## DATA
====

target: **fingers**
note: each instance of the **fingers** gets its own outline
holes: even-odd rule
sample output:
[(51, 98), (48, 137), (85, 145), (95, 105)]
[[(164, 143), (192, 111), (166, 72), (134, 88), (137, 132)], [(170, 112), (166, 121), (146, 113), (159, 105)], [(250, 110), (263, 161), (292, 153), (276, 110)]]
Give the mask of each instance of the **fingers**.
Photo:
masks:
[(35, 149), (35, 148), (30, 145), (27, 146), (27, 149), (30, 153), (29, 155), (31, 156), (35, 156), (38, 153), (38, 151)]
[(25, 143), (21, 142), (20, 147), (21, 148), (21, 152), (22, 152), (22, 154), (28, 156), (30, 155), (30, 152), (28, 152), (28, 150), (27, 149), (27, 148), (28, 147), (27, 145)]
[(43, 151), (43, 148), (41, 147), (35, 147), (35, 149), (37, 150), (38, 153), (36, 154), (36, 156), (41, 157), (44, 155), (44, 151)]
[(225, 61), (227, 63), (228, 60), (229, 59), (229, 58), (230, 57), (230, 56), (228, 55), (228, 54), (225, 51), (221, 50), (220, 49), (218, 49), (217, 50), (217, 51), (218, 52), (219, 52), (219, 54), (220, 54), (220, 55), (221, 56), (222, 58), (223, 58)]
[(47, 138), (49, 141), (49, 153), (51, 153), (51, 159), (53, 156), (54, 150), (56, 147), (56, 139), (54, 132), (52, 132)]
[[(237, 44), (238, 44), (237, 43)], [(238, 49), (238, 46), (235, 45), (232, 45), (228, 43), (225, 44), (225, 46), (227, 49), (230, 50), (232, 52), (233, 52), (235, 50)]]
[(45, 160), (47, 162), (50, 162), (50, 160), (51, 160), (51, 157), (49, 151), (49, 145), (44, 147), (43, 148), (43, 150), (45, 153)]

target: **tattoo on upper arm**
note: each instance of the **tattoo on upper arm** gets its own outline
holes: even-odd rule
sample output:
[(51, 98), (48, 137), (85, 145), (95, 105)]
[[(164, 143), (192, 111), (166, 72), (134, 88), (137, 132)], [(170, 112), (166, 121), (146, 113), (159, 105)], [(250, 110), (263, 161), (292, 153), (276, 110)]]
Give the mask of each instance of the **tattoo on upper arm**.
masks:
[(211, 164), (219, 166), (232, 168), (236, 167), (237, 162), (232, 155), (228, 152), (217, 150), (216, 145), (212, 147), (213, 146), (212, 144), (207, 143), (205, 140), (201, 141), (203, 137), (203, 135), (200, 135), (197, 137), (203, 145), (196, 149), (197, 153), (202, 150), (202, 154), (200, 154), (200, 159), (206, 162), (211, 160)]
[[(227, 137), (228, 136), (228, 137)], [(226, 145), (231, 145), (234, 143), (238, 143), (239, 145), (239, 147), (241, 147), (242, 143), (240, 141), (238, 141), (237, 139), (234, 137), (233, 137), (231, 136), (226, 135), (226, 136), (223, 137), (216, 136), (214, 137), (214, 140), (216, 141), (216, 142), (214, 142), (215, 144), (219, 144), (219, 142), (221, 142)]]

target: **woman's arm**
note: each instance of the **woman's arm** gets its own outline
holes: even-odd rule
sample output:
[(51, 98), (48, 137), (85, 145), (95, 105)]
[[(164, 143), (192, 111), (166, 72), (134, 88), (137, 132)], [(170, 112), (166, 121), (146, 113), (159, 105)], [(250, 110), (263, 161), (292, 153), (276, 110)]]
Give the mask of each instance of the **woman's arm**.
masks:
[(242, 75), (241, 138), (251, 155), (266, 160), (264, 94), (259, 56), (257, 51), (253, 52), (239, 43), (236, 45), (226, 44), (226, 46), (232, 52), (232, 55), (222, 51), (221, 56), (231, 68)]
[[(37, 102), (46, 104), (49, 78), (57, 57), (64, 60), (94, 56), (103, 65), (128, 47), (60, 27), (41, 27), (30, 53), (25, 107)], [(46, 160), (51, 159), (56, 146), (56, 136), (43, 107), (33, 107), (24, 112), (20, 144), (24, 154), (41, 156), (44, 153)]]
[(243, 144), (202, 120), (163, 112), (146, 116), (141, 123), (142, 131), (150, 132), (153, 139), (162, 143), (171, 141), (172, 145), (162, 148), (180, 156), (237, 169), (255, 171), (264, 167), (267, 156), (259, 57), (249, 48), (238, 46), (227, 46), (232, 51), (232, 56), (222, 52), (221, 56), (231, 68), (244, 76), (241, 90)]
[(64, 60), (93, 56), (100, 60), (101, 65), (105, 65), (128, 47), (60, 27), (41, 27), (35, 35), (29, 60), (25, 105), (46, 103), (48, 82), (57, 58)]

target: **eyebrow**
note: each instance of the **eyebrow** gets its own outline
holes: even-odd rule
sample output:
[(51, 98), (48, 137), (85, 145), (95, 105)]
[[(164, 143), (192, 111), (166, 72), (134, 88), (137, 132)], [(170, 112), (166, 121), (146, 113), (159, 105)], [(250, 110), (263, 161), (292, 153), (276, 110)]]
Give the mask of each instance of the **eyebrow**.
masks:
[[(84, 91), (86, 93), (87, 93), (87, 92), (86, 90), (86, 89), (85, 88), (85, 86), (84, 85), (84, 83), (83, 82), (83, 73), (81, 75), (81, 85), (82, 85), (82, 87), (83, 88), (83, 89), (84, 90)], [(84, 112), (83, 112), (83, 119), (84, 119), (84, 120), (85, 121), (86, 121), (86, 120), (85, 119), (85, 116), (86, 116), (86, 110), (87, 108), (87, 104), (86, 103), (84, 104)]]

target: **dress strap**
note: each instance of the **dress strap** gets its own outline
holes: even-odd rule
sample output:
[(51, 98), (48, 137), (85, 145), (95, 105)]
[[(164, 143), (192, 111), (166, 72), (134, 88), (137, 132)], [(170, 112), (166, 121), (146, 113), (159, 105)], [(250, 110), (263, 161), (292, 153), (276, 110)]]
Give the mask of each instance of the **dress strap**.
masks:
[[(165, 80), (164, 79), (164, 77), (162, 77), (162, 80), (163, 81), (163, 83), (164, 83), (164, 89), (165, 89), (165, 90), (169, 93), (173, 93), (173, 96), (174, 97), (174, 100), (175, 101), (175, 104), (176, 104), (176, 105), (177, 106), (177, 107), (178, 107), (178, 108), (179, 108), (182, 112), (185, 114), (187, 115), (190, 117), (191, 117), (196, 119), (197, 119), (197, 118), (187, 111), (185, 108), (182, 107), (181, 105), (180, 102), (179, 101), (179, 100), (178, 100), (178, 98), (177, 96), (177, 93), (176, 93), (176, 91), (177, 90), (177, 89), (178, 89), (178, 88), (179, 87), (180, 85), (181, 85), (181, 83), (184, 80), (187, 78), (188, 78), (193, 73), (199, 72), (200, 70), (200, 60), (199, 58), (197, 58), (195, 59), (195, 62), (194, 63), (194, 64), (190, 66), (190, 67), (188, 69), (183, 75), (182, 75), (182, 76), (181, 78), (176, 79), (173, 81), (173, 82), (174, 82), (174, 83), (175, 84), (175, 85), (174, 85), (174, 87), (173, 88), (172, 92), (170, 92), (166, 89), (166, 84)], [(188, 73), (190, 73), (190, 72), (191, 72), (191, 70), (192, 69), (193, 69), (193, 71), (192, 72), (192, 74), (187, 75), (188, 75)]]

====

Express every line of the material as a JSON list of strings, one string per line, leaving out blank lines.

[
  "target: **fingers**",
  "note: each instance of the **fingers** gets its own outline",
  "holes: even-odd rule",
  "sample output:",
  "[(51, 98), (48, 137), (85, 145), (95, 105)]",
  "[[(164, 143), (192, 111), (166, 72), (134, 88), (137, 132)], [(170, 112), (166, 121), (146, 113), (159, 105)], [(250, 110), (263, 161), (292, 153), (276, 110)]]",
  "Give the mask of each instance of the **fingers**.",
  "Photo:",
  "masks:",
  "[(35, 149), (35, 148), (30, 145), (27, 146), (27, 149), (30, 153), (29, 155), (31, 156), (35, 156), (38, 153), (38, 151)]",
  "[(25, 143), (21, 142), (20, 147), (21, 148), (21, 152), (22, 152), (22, 154), (28, 156), (30, 155), (30, 152), (28, 152), (28, 150), (27, 149), (27, 148), (28, 147), (27, 145)]",
  "[(43, 151), (43, 148), (41, 147), (35, 147), (35, 149), (37, 150), (38, 153), (36, 154), (36, 156), (41, 157), (44, 155), (44, 151)]",
  "[(225, 61), (227, 63), (228, 60), (229, 59), (229, 58), (230, 57), (230, 56), (228, 55), (228, 54), (225, 51), (221, 50), (220, 49), (218, 49), (217, 50), (217, 51), (218, 52), (219, 52), (219, 54), (220, 54), (220, 55), (221, 56), (222, 58), (223, 58)]",
  "[(47, 138), (49, 141), (49, 153), (51, 153), (51, 159), (53, 156), (54, 150), (56, 147), (56, 139), (54, 132), (52, 132)]",
  "[[(237, 44), (238, 44), (237, 43)], [(238, 49), (238, 46), (235, 45), (232, 45), (228, 43), (225, 44), (225, 46), (227, 49), (230, 50), (232, 52), (233, 52), (235, 50)]]",
  "[(45, 160), (47, 162), (50, 162), (50, 160), (51, 160), (51, 157), (49, 151), (49, 145), (44, 147), (43, 148), (43, 150), (45, 153)]",
  "target: **tattoo on upper arm**",
  "note: each instance of the **tattoo on upper arm** gets its own outline",
  "holes: even-odd rule",
  "sample output:",
  "[(51, 98), (48, 137), (85, 145), (95, 105)]",
  "[[(164, 143), (192, 111), (166, 72), (134, 88), (137, 132)], [(170, 112), (166, 121), (146, 113), (159, 105)], [(250, 110), (263, 161), (292, 153), (276, 110)]]",
  "Give the mask of each instance of the **tattoo on upper arm**.",
  "masks:",
  "[(211, 164), (219, 166), (232, 168), (236, 167), (237, 162), (232, 155), (228, 152), (217, 150), (216, 145), (212, 147), (213, 146), (212, 144), (207, 143), (205, 140), (201, 141), (203, 137), (203, 135), (200, 135), (197, 137), (203, 145), (196, 149), (197, 153), (202, 150), (202, 154), (200, 154), (200, 159), (206, 162), (211, 160)]",
  "[[(227, 137), (228, 136), (228, 137)], [(226, 145), (231, 145), (234, 143), (238, 143), (239, 145), (239, 147), (241, 147), (242, 143), (240, 141), (238, 141), (237, 139), (234, 137), (233, 137), (231, 136), (226, 135), (226, 136), (223, 137), (216, 136), (214, 137), (214, 140), (216, 141), (216, 142), (214, 142), (215, 144), (219, 144), (219, 142), (221, 142)]]",
  "target: **woman's arm**",
  "note: each instance of the **woman's arm** gets its own outline",
  "holes: even-odd rule",
  "sample output:",
  "[(51, 98), (48, 137), (85, 145), (95, 105)]",
  "[[(164, 143), (192, 111), (166, 72), (134, 88), (137, 132)], [(170, 112), (166, 121), (146, 113), (159, 105)], [(250, 110), (263, 161), (292, 153), (276, 110)]]",
  "Give the mask of each instance of the **woman's arm**.",
  "masks:",
  "[(242, 75), (241, 138), (251, 155), (266, 160), (264, 94), (259, 56), (257, 51), (253, 52), (239, 43), (236, 45), (226, 44), (226, 46), (232, 52), (232, 55), (222, 51), (221, 56), (231, 68)]",
  "[[(37, 102), (46, 104), (49, 78), (57, 57), (64, 60), (94, 56), (103, 65), (128, 47), (60, 27), (41, 27), (30, 53), (25, 107)], [(46, 160), (51, 159), (56, 146), (56, 136), (43, 107), (33, 107), (24, 112), (20, 144), (24, 154), (41, 156), (44, 153)]]",
  "[(243, 144), (202, 120), (163, 112), (146, 116), (141, 123), (142, 131), (150, 132), (153, 139), (162, 143), (171, 141), (172, 145), (162, 148), (180, 156), (237, 169), (255, 171), (264, 167), (267, 156), (259, 57), (249, 48), (238, 46), (227, 46), (232, 51), (232, 56), (222, 52), (221, 56), (231, 68), (244, 76), (241, 90)]",
  "[(64, 60), (93, 56), (100, 60), (101, 65), (105, 65), (128, 47), (60, 27), (41, 27), (35, 35), (29, 60), (25, 105), (46, 103), (48, 82), (57, 58)]",
  "target: **eyebrow**",
  "note: each instance of the **eyebrow** gets its own outline",
  "holes: even-odd rule",
  "sample output:",
  "[(51, 98), (48, 137), (85, 145), (95, 105)]",
  "[[(164, 143), (192, 111), (166, 72), (134, 88), (137, 132)], [(170, 112), (166, 121), (146, 113), (159, 105)], [(250, 110), (263, 161), (292, 153), (276, 110)]]",
  "Give the mask of each instance of the **eyebrow**.",
  "masks:",
  "[[(84, 91), (86, 93), (87, 93), (87, 92), (86, 90), (86, 89), (85, 88), (85, 86), (84, 85), (84, 83), (83, 82), (83, 73), (81, 75), (81, 85), (82, 85), (82, 87), (83, 88), (83, 89), (84, 90)], [(84, 112), (83, 112), (83, 119), (84, 119), (84, 120), (85, 121), (86, 121), (86, 120), (85, 119), (85, 116), (86, 116), (86, 110), (87, 108), (87, 104), (86, 103), (84, 104)]]",
  "target: **dress strap**",
  "note: each instance of the **dress strap** gets its own outline",
  "holes: even-odd rule",
  "sample output:",
  "[(51, 98), (48, 137), (85, 145), (95, 105)]",
  "[[(164, 143), (192, 111), (166, 72), (134, 88), (137, 132)], [(170, 112), (166, 121), (146, 113), (159, 105)], [(250, 110), (263, 161), (292, 153), (276, 110)]]",
  "Give the mask of each instance of the **dress strap**.",
  "masks:",
  "[[(165, 80), (164, 79), (164, 77), (162, 77), (162, 80), (163, 81), (163, 83), (164, 83), (164, 89), (165, 89), (165, 90), (169, 93), (173, 93), (173, 96), (174, 97), (174, 100), (175, 101), (175, 104), (176, 104), (176, 105), (177, 106), (177, 107), (178, 107), (178, 108), (179, 108), (182, 112), (185, 114), (187, 115), (190, 117), (191, 117), (196, 119), (197, 119), (197, 118), (187, 111), (185, 108), (182, 107), (181, 105), (180, 102), (179, 101), (179, 100), (178, 100), (178, 98), (177, 96), (177, 93), (176, 93), (176, 91), (177, 90), (177, 89), (178, 89), (178, 88), (179, 87), (180, 85), (181, 85), (181, 83), (184, 80), (187, 78), (188, 78), (193, 73), (199, 72), (200, 70), (200, 60), (199, 58), (197, 58), (195, 59), (195, 62), (194, 63), (194, 64), (190, 66), (190, 67), (188, 69), (183, 75), (182, 75), (182, 76), (181, 78), (176, 79), (173, 81), (173, 82), (174, 82), (174, 83), (175, 84), (175, 85), (174, 85), (174, 87), (173, 88), (172, 92), (170, 92), (166, 89), (166, 84)], [(188, 73), (190, 73), (190, 72), (191, 72), (191, 70), (192, 69), (193, 69), (193, 71), (192, 72), (192, 74), (187, 75), (188, 75)]]"
]